*** Entries shown Section Begins ***

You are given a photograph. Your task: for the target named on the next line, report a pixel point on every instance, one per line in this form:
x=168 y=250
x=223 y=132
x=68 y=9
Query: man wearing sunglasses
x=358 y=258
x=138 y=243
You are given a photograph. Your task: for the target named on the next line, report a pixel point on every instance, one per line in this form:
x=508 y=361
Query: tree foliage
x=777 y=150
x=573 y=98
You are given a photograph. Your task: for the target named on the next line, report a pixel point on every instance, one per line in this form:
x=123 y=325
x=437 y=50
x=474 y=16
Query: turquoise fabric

*** Entries shown Section Ends ***
*** Entries shown Section Begins ***

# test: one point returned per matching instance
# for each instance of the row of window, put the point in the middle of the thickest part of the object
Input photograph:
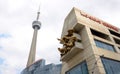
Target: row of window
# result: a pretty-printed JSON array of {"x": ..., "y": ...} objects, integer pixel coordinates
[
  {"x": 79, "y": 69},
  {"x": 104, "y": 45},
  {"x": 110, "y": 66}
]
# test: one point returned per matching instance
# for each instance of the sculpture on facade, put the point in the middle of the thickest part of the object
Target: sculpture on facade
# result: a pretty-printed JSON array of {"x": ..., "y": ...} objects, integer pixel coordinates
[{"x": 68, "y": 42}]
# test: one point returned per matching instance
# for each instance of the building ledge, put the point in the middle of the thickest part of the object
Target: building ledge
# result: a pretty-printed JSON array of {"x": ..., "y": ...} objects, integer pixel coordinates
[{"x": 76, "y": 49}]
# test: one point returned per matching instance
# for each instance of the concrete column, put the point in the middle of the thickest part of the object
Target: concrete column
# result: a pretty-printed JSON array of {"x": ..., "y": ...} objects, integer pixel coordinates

*** Entries shown Section Ends ***

• [Task goal] Please copy out each line of the data in which the word "window" occurs.

• [Reply]
# for each instance of the row of window, put the point in the middle of the thickest part of the object
Target: row of window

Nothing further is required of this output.